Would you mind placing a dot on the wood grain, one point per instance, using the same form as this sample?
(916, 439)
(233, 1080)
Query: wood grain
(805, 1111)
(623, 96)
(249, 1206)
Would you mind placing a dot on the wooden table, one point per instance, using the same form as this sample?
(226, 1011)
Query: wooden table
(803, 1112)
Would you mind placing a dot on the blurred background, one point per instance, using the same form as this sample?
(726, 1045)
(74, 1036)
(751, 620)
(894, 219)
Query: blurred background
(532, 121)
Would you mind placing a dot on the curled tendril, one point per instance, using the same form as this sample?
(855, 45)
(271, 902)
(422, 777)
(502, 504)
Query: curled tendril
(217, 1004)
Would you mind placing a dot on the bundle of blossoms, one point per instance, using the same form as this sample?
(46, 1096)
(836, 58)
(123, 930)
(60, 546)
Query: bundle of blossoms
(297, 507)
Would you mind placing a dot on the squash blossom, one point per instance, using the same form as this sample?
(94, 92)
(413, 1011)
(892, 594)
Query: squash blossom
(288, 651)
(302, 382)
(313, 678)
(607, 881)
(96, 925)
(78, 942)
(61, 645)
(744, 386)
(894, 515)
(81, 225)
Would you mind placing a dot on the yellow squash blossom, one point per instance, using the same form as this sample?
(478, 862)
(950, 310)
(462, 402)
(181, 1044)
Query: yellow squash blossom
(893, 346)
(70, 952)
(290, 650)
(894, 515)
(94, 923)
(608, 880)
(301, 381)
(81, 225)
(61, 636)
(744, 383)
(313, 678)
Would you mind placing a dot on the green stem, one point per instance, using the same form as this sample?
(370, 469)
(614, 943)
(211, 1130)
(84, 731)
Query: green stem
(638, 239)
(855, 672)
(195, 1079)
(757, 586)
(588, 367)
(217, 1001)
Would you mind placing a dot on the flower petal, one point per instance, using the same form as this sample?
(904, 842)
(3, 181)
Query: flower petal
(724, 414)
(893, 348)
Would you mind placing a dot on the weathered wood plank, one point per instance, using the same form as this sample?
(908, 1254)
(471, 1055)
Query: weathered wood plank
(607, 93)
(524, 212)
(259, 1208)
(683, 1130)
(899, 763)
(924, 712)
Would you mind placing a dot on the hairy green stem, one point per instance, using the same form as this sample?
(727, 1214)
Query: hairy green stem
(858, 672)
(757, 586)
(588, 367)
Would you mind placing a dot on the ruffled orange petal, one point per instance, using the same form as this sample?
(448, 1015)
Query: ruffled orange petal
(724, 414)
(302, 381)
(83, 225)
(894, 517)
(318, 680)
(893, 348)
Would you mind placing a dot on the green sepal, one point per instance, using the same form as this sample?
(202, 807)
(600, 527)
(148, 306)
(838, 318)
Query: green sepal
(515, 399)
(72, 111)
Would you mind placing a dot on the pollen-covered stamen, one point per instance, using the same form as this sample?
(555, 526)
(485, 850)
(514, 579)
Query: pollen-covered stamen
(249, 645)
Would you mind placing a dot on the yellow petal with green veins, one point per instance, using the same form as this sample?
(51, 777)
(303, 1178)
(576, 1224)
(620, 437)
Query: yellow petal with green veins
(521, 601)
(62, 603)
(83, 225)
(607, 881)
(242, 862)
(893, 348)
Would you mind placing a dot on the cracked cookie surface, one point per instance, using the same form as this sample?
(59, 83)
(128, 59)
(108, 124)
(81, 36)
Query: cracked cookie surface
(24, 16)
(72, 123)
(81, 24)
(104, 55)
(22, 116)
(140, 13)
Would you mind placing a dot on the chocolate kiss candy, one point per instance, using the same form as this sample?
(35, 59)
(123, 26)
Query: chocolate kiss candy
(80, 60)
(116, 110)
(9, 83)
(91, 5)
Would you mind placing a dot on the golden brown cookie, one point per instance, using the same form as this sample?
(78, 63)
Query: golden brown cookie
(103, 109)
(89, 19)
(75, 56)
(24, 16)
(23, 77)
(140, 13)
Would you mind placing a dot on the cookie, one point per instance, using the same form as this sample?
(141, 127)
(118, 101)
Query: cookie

■ ■ ■ ■ ■

| DIRECTION |
Copy all of the records above line for line, without changing a word.

| WRITTEN RESPONSE |
Would you mind placing a dot on the wood grain, one point per instance, using the same form as this sample?
(916, 439)
(233, 1080)
Query: wood grain
(805, 1111)
(623, 96)
(249, 1206)
Would you mind placing a dot on the wooden table, one point per instance, using the same form as this sample?
(226, 1011)
Query: wooden table
(803, 1112)
Would you mind placing a dot on the blurred background, one point per instance, using the same form as this sample?
(726, 1045)
(74, 1036)
(751, 620)
(894, 219)
Query: blurred background
(532, 121)
Would you mind placing a dot on the curled tendril, one point per instance, using the same form as this sample?
(855, 45)
(271, 902)
(422, 777)
(502, 504)
Query: curled tendril
(217, 1004)
Would you mind placing a dot on the bundle of blossoms, one point per instance, using the same form as this sample?
(46, 1096)
(836, 58)
(123, 930)
(60, 546)
Query: bundle of blossoms
(297, 507)
Would you mind placing a dot on the squash blossom, one point per instance, using the same form as this sample?
(94, 92)
(413, 1011)
(892, 594)
Query: squash blossom
(288, 651)
(302, 382)
(313, 678)
(607, 881)
(96, 925)
(78, 942)
(61, 645)
(744, 386)
(894, 515)
(81, 225)
Would you mind placing a dot on the yellow squash blossom, one point per instance, using the same form as this sample?
(478, 862)
(950, 310)
(462, 402)
(181, 1044)
Query: yellow squash blossom
(893, 346)
(70, 952)
(290, 650)
(894, 515)
(94, 923)
(608, 880)
(301, 381)
(81, 225)
(61, 636)
(744, 383)
(313, 678)
Would you mind placing a dot on the green stem, one point per instance, using the same form as this sample?
(370, 469)
(614, 943)
(211, 1130)
(84, 731)
Query: green stem
(638, 239)
(855, 672)
(195, 1079)
(757, 586)
(588, 367)
(217, 1001)
Would you mind placing a dot on the flower petal, one point per instance, using the same form as this sample?
(904, 842)
(3, 181)
Query: flower petal
(724, 414)
(893, 348)
Would you mind placing a dot on the weathered wood plank, one point per instance, using the same form as this sample?
(908, 1254)
(471, 1055)
Query: weathered wood plank
(607, 93)
(524, 212)
(259, 1208)
(683, 1130)
(899, 763)
(924, 712)
Would you mind placing a dot on the hairy green stem, one point per instance, using the same form as this sample?
(727, 1214)
Query: hairy green stem
(858, 672)
(757, 586)
(588, 367)
Would you mind placing a dot on the ruffled orange petal, one point per instance, using the same form as this sample?
(448, 1015)
Query: ruffled orange petal
(724, 414)
(302, 381)
(83, 225)
(894, 517)
(318, 680)
(893, 348)
Would you mind placing a dot on the green sepal, one point per instance, using the same form as this sample?
(202, 807)
(600, 527)
(148, 306)
(838, 318)
Query: green sepal
(515, 399)
(72, 111)
Would you mind placing a dot on the pollen-covered stamen, one point per instance, using the same form as this sample?
(555, 526)
(485, 850)
(514, 579)
Query: pollen-covered stamen
(249, 645)
Would you mind placing a dot on the yellow petal with green veins, one point per instance, using the same form as this sample?
(51, 777)
(303, 1178)
(576, 1224)
(620, 437)
Query: yellow petal with green veins
(521, 601)
(62, 603)
(83, 225)
(607, 881)
(242, 862)
(893, 348)
Would you mind placing a dot on the cracked cookie surface, one point per instance, using the same form as this sample?
(59, 83)
(128, 59)
(108, 124)
(81, 36)
Query: cracked cookie surface
(24, 16)
(72, 123)
(81, 24)
(104, 55)
(22, 116)
(140, 13)
Would you mind placing a dot on the chocolate kiss candy, one point per instance, using the same form as this sample?
(35, 59)
(123, 26)
Query: chocolate kiss candy
(80, 60)
(116, 110)
(9, 83)
(91, 5)
Would you mind placing a dot on the golden brown cookie, one point per instance, using the same form as this sample?
(78, 63)
Query: golden brown cookie
(103, 109)
(89, 19)
(75, 56)
(24, 16)
(23, 77)
(140, 13)
Would you mind placing a dot on the cookie, one point per instance, using the same form as this sample?
(141, 127)
(118, 101)
Query: cookie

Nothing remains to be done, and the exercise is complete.